Exercise materials
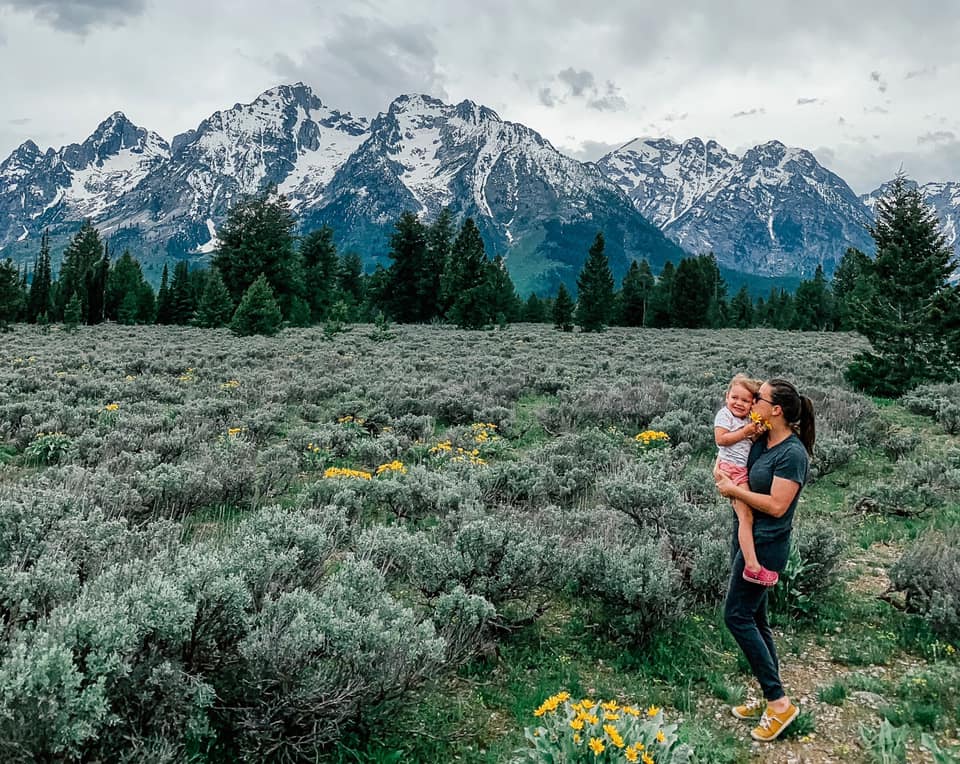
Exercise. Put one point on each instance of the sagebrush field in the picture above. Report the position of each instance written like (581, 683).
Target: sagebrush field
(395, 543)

...

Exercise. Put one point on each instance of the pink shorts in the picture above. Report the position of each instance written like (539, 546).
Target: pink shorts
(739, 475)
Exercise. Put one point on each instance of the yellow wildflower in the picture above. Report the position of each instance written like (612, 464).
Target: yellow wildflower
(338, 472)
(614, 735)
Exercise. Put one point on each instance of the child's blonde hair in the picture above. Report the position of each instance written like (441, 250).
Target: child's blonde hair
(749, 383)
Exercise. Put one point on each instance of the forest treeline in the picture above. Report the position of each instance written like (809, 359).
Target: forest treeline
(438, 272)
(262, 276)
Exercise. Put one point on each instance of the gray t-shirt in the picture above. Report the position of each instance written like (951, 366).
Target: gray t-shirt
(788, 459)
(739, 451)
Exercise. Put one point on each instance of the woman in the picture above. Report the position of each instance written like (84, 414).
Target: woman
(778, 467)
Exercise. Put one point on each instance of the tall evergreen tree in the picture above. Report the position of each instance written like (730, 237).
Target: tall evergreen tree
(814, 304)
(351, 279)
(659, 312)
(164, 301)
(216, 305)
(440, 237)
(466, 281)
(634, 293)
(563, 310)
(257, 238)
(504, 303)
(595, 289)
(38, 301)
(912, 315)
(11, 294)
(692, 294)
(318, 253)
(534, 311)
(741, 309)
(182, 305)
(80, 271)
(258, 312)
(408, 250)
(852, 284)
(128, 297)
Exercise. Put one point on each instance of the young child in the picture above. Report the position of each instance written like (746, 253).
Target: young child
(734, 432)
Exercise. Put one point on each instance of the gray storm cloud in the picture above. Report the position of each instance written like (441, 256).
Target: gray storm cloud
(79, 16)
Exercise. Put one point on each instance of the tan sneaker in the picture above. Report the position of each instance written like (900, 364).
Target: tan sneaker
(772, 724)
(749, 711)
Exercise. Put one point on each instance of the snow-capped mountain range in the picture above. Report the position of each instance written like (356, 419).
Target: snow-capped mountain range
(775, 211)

---

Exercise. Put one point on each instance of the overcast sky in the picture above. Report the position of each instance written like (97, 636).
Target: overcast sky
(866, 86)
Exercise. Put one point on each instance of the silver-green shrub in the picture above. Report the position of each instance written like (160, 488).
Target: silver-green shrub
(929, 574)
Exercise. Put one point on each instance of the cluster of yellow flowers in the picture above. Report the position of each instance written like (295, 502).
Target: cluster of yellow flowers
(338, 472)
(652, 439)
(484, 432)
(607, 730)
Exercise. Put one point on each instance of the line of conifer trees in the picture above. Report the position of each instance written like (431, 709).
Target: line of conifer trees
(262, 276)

Directions
Extract every line of the records above that contains the string "shrub". Only matches with the same uppercase and lowercase letters count.

Solution
Exercise. Put one point on each instance of the silver-green shrub in the picture above. Report the position of each instance written like (160, 488).
Target: silver-green shrub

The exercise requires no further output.